■ **The problem**:
Reproduce the lines of the items below exactly, from the line containing "of the curved" through the line containing "[[408, 534], [560, 557]]", both lines included.

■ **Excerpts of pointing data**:
□ □ □ □ □ □ □
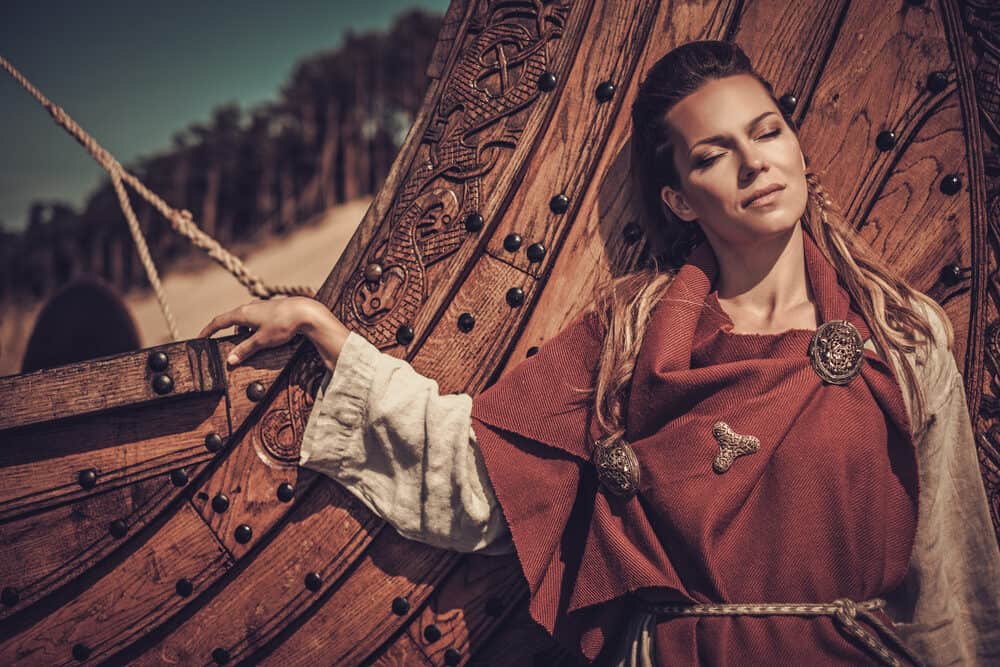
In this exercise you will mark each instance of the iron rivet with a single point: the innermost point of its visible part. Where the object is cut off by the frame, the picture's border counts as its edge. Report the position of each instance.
(118, 528)
(213, 442)
(286, 492)
(163, 384)
(886, 140)
(473, 222)
(158, 361)
(81, 652)
(536, 252)
(178, 477)
(184, 587)
(404, 334)
(559, 204)
(87, 479)
(465, 322)
(515, 297)
(951, 184)
(400, 606)
(220, 503)
(243, 533)
(937, 81)
(10, 596)
(432, 633)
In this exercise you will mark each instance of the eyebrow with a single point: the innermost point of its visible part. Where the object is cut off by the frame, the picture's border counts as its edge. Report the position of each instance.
(718, 138)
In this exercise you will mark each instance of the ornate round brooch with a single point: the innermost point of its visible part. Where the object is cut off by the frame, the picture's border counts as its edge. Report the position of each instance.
(836, 351)
(617, 466)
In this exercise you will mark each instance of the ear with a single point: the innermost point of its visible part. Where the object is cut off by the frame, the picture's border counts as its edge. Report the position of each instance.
(677, 203)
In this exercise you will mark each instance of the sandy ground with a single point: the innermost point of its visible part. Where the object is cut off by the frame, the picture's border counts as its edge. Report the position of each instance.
(304, 257)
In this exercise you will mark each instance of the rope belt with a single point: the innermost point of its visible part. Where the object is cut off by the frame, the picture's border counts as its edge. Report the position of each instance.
(845, 613)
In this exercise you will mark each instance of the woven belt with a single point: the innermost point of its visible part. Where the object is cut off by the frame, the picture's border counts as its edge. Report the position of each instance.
(844, 611)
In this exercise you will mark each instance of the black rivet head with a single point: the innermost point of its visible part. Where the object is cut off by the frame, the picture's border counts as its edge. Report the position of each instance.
(951, 184)
(515, 297)
(465, 322)
(213, 442)
(81, 652)
(788, 102)
(536, 252)
(604, 91)
(255, 391)
(512, 242)
(178, 477)
(286, 492)
(432, 633)
(631, 232)
(937, 81)
(400, 606)
(184, 587)
(158, 361)
(118, 528)
(404, 334)
(559, 204)
(473, 222)
(243, 533)
(87, 479)
(886, 140)
(163, 384)
(220, 503)
(313, 581)
(10, 596)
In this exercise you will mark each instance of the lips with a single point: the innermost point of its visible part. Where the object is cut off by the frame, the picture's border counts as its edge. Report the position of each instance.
(757, 194)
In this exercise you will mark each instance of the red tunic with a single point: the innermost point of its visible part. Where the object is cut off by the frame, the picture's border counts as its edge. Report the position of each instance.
(825, 509)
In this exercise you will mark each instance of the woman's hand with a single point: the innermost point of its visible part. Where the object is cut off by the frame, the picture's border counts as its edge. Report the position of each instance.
(277, 321)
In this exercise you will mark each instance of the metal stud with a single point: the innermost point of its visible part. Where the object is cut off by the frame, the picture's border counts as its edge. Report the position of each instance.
(404, 334)
(220, 503)
(515, 297)
(465, 322)
(255, 391)
(951, 184)
(559, 203)
(605, 91)
(163, 384)
(286, 492)
(473, 222)
(158, 361)
(87, 479)
(243, 533)
(536, 252)
(886, 140)
(184, 587)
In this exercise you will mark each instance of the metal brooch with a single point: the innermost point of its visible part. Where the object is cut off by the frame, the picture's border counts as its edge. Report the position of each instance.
(836, 351)
(617, 466)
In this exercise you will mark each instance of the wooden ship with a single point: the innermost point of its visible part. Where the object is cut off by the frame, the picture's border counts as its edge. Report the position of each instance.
(152, 510)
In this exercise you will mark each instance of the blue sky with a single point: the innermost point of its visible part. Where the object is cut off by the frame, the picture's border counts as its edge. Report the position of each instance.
(134, 73)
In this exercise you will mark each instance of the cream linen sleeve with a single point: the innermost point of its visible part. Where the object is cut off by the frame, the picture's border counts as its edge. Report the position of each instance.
(948, 607)
(409, 454)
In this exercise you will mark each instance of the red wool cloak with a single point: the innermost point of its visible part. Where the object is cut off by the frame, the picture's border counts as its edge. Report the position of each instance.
(825, 509)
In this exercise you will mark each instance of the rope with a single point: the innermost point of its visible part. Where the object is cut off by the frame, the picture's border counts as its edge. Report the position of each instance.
(180, 221)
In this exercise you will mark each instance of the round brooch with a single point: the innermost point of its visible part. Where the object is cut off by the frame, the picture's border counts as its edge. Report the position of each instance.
(617, 466)
(836, 351)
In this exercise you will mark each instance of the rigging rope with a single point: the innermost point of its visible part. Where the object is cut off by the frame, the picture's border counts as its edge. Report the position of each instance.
(181, 221)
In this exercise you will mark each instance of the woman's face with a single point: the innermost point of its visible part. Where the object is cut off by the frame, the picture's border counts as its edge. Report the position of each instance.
(731, 142)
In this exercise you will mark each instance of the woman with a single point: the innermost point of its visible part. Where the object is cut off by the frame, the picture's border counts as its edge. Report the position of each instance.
(770, 419)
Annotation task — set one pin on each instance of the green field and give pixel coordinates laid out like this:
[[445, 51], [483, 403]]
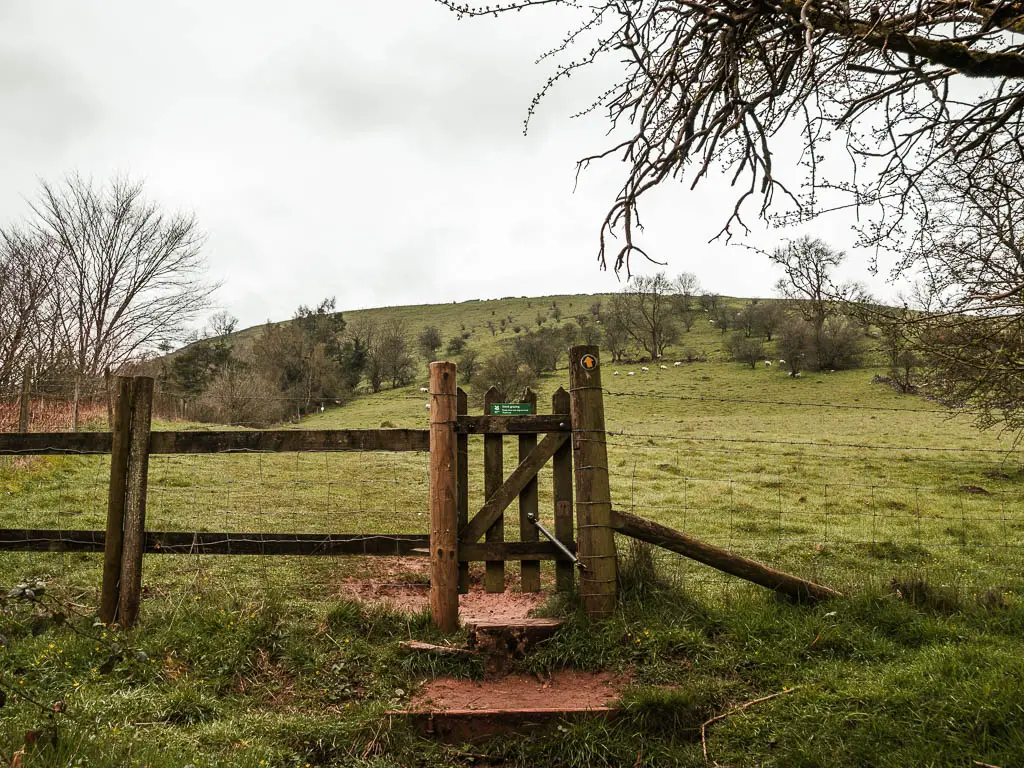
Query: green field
[[914, 515]]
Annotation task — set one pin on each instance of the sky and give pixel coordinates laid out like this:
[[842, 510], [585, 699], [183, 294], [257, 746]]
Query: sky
[[371, 152]]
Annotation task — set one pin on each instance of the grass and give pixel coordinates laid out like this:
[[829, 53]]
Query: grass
[[248, 659]]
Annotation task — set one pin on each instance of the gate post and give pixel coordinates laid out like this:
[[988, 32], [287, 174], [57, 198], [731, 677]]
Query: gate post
[[443, 498], [595, 537]]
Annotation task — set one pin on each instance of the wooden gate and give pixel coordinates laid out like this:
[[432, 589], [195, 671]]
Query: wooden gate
[[455, 538]]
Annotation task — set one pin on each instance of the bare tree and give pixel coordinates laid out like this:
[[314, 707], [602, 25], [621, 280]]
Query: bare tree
[[898, 89], [969, 328], [809, 263], [429, 342], [390, 353], [688, 287], [644, 307], [129, 278], [27, 283]]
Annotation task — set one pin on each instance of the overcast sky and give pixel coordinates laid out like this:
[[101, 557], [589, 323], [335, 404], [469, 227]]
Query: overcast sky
[[369, 151]]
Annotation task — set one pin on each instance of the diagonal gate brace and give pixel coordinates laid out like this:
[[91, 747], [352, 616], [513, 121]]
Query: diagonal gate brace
[[509, 491]]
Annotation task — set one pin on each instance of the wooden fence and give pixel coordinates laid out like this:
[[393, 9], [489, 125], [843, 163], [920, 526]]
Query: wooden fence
[[454, 539]]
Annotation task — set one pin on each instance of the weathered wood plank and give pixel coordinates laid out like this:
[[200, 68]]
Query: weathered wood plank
[[499, 501], [737, 565], [561, 474], [54, 443], [326, 545], [529, 570], [290, 440], [443, 498], [513, 551], [494, 474], [593, 493], [136, 482], [110, 593], [214, 543], [268, 440], [462, 449], [512, 424]]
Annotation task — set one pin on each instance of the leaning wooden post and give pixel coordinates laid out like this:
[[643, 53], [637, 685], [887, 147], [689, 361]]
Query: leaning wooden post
[[114, 541], [562, 494], [136, 477], [23, 416], [596, 538], [462, 402], [443, 498], [529, 570]]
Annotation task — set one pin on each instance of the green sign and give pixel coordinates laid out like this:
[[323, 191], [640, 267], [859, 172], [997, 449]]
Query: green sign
[[511, 409]]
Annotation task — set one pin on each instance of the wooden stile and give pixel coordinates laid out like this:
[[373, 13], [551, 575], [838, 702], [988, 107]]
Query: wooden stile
[[443, 498], [494, 474], [562, 494], [596, 538], [462, 450], [136, 481], [529, 573]]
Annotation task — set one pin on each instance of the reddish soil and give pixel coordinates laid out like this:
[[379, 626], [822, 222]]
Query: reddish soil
[[566, 690], [401, 583]]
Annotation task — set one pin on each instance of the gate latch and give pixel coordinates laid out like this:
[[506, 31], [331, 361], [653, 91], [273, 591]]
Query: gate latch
[[565, 550]]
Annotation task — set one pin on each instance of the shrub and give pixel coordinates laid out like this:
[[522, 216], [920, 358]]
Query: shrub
[[748, 350]]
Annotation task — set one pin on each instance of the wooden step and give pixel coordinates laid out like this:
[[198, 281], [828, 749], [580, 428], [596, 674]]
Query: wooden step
[[460, 726]]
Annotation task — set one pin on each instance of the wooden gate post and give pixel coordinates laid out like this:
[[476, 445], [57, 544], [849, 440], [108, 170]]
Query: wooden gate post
[[494, 476], [595, 537], [136, 481], [529, 570], [462, 443], [114, 540], [562, 494], [23, 415], [443, 498]]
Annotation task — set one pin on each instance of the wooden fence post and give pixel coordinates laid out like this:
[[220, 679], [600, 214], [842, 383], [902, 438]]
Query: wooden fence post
[[443, 498], [596, 538], [463, 478], [494, 476], [110, 402], [562, 493], [23, 415], [529, 570], [114, 541], [136, 478], [74, 414]]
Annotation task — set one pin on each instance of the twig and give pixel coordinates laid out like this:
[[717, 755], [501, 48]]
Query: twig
[[733, 711]]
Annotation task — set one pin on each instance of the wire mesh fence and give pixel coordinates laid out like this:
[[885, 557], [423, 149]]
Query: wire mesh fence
[[842, 511]]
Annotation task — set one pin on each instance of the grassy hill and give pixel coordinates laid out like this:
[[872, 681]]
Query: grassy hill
[[913, 514]]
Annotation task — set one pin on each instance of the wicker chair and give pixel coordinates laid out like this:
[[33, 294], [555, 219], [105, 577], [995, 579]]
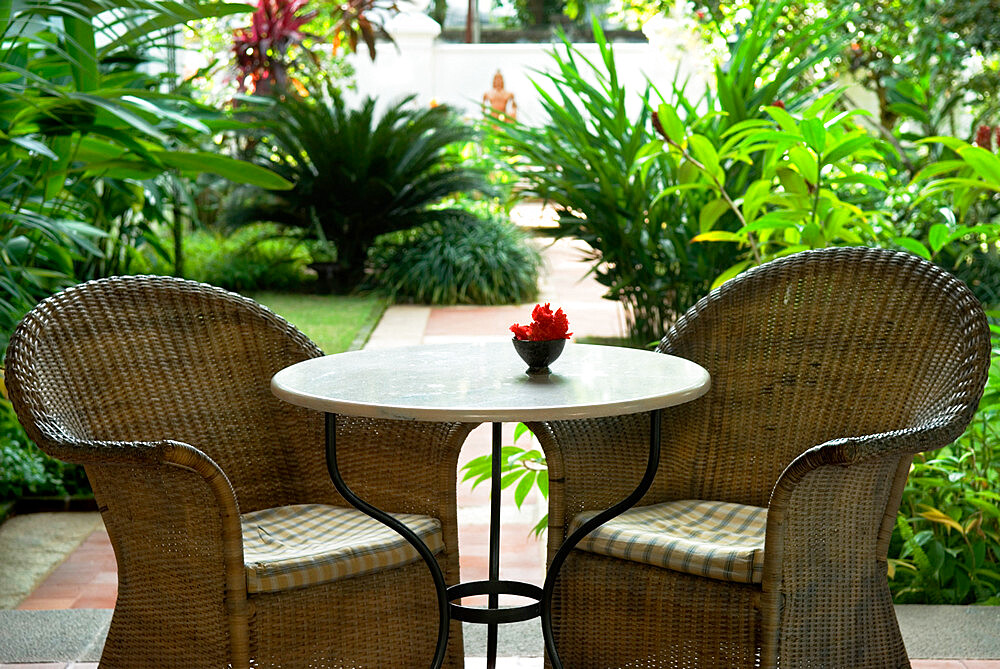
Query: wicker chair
[[160, 387], [830, 369]]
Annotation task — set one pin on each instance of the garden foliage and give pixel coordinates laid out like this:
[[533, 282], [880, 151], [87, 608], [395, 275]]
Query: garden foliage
[[91, 149], [358, 173], [457, 261], [946, 549]]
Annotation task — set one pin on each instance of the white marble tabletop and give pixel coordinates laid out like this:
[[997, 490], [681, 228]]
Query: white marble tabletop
[[486, 382]]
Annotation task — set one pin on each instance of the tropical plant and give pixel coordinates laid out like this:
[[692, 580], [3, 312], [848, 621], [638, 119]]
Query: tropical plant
[[800, 198], [253, 258], [358, 174], [636, 206], [262, 49], [525, 467], [479, 261], [946, 549], [89, 146], [26, 470]]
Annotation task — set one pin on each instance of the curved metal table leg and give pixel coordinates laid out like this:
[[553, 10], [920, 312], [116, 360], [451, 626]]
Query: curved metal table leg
[[408, 534], [560, 557]]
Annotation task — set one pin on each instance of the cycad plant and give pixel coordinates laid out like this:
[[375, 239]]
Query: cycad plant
[[359, 173]]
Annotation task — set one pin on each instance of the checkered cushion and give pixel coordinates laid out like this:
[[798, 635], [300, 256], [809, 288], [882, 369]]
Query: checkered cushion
[[714, 539], [308, 544]]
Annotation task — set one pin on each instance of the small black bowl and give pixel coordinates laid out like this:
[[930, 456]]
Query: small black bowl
[[539, 354]]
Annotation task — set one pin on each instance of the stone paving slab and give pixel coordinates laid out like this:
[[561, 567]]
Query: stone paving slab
[[30, 550]]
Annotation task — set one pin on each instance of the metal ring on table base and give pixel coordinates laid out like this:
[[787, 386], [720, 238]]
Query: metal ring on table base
[[652, 464], [444, 611], [513, 614]]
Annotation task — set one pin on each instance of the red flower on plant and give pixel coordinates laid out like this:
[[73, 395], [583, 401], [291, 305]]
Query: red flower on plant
[[261, 49], [984, 137], [545, 325]]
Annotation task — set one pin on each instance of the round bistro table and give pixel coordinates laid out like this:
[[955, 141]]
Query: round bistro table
[[477, 383]]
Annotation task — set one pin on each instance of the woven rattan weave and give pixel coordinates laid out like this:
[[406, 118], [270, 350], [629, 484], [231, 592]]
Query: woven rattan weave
[[830, 369], [160, 387]]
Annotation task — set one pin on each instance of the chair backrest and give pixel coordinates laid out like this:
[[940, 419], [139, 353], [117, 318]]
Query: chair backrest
[[820, 345], [144, 358]]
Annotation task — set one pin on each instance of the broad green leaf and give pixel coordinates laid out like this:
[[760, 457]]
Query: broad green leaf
[[719, 236], [792, 181], [125, 115], [814, 134], [805, 162], [237, 171], [986, 164], [671, 123], [174, 13], [784, 119], [34, 145], [911, 110], [913, 246], [859, 178], [938, 236], [705, 153], [936, 516], [710, 213], [778, 220], [952, 143], [843, 116], [754, 198], [519, 430], [82, 50], [847, 147], [163, 112], [542, 482], [523, 488], [730, 273]]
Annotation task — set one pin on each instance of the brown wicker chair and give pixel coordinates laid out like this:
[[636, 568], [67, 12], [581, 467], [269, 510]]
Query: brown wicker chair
[[830, 369], [160, 387]]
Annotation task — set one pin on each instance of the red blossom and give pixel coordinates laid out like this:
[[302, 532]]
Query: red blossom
[[545, 325], [261, 48], [984, 137]]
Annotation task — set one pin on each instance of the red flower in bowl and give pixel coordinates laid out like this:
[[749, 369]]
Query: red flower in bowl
[[545, 325]]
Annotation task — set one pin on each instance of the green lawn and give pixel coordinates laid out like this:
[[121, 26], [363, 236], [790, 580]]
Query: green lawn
□ □ □ □ □ □ □
■ **Task result**:
Annotation task — set one pin on each instance of the curved metal table leg and give pixel coordinates laid out like this:
[[553, 10], [920, 312], [116, 360], [451, 626]]
Query: curved metal table leg
[[408, 534], [560, 557]]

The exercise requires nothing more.